ABOUT THIS EXERCISE
Could you reproduce every record below exactly as written?

+++ DATA EXTRACT

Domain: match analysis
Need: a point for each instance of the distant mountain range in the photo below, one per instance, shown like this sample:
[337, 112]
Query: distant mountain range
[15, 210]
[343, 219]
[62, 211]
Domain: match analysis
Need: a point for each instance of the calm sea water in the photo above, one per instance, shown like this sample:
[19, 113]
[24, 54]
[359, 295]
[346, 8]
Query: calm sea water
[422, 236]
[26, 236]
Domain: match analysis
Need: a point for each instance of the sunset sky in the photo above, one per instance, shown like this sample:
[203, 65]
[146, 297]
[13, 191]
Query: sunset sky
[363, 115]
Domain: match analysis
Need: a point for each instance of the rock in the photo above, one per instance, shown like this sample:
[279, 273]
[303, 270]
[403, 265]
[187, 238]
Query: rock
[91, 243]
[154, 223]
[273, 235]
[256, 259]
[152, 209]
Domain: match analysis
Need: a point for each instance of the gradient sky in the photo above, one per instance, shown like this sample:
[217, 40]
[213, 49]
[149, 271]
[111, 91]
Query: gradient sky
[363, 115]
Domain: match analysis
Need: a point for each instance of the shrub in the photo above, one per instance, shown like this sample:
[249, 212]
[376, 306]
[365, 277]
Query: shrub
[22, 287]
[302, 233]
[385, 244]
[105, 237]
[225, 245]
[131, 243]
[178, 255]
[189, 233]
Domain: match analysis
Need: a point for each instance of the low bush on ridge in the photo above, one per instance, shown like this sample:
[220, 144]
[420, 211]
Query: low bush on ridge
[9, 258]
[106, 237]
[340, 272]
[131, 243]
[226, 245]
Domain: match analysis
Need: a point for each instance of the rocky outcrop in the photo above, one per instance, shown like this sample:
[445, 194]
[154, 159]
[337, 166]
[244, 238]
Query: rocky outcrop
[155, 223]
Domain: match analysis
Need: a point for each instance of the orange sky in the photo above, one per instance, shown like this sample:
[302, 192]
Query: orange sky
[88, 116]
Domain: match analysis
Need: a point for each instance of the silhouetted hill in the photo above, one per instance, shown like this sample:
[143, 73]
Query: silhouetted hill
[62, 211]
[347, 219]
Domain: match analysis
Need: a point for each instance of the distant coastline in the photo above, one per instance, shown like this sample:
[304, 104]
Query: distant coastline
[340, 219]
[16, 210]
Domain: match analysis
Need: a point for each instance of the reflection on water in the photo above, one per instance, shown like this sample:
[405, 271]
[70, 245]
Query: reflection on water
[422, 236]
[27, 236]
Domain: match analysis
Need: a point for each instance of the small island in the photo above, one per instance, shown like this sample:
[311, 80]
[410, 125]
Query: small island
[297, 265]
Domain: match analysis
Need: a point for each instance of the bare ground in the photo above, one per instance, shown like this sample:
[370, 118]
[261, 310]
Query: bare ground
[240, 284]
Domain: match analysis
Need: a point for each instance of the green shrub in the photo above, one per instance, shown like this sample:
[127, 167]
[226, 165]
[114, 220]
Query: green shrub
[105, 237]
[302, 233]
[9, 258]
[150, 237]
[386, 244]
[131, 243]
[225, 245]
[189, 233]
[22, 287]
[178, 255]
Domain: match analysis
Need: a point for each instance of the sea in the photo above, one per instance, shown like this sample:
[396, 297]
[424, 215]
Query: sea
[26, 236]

++++++

OUTPUT FOR THIS TASK
Domain: match analysis
Need: a point for each instance of the distant mountain range in the photo below, one per instance, shown like this sample:
[337, 112]
Query: distant mountain range
[15, 210]
[343, 219]
[62, 211]
Domain: match analysis
Need: a point for each instance of the calm sea water in the photo above, one per instance, shown like this sample:
[19, 113]
[24, 54]
[359, 295]
[346, 8]
Query: calm sea water
[422, 236]
[26, 236]
Domain: match analysis
Need: a point for each instance of the sunset sky in the photo above, one per instance, shown like this sample:
[203, 65]
[146, 297]
[13, 191]
Query: sunset sky
[363, 115]
Domain: match analysis
Need: a point for each instance of the rock in the photo above, one per instance, shown like this sample:
[279, 273]
[303, 270]
[403, 265]
[187, 238]
Query: rock
[91, 243]
[154, 223]
[273, 235]
[256, 259]
[152, 209]
Domain: match analysis
Need: a point for each instance of the gradient sky in the photo above, one per instance, shown like this sample:
[217, 40]
[213, 49]
[149, 271]
[111, 91]
Query: gradient sky
[363, 115]
Domain: match analysis
Need: a point for each instance of the shrub in the photo above, one per instance, shown like this sample:
[249, 212]
[376, 306]
[365, 277]
Query: shrub
[22, 287]
[302, 233]
[385, 244]
[105, 237]
[225, 245]
[131, 243]
[178, 255]
[189, 233]
Domain: match analysis
Need: a point for each instance of the low bush on ridge in the photo above, one per instance, shown like this sample:
[220, 144]
[420, 211]
Query: low bush on ridge
[9, 258]
[106, 237]
[340, 272]
[131, 243]
[226, 245]
Domain: match analysis
Need: a point for each instance of the rocky outcrop in the photo above, one per instance, shown like this sample:
[445, 194]
[154, 159]
[337, 166]
[244, 238]
Query: rocky outcrop
[155, 223]
Domain: match analysis
Need: a point for each instance of the orange sky in the photo above, one per instance, shown like this sample:
[302, 192]
Query: orange sky
[88, 116]
Domain: match analysis
Need: a point for each instance of the silhouetted hill in the photo above, one per instance, shown like this sample:
[143, 73]
Query: silhouetted hill
[62, 211]
[347, 219]
Domain: match analysis
Need: a point for each instance of the distant coastline in the photo above, one per instance, shown like this sample:
[304, 104]
Query: distant coastline
[340, 219]
[16, 210]
Domain: match analysis
Need: a point for each instance of the reflection on water in the photo above, one per instance, shown like this sample:
[405, 271]
[70, 245]
Query: reflection on water
[422, 236]
[27, 236]
Domain: match analysis
Need: a point for each instance of the small island in the photo above, one per instance, shown like this sample:
[311, 80]
[410, 125]
Query: small island
[297, 265]
Domain: match analysis
Need: a point for each instance of the bare ground in the photo above, one per instance, shown like this sample:
[370, 118]
[261, 310]
Query: bare ground
[240, 284]
Domain: match analysis
Need: a point for each instance of the green shrub in the photo above, one per instance, shown like this sample:
[127, 167]
[226, 165]
[114, 220]
Query: green shrub
[105, 237]
[302, 233]
[9, 258]
[150, 237]
[386, 244]
[131, 243]
[225, 245]
[189, 233]
[22, 287]
[178, 255]
Domain: match analysis
Need: a point for each instance of the sea in the photo above, one per instance, shown like this sample:
[396, 297]
[424, 215]
Query: sea
[26, 236]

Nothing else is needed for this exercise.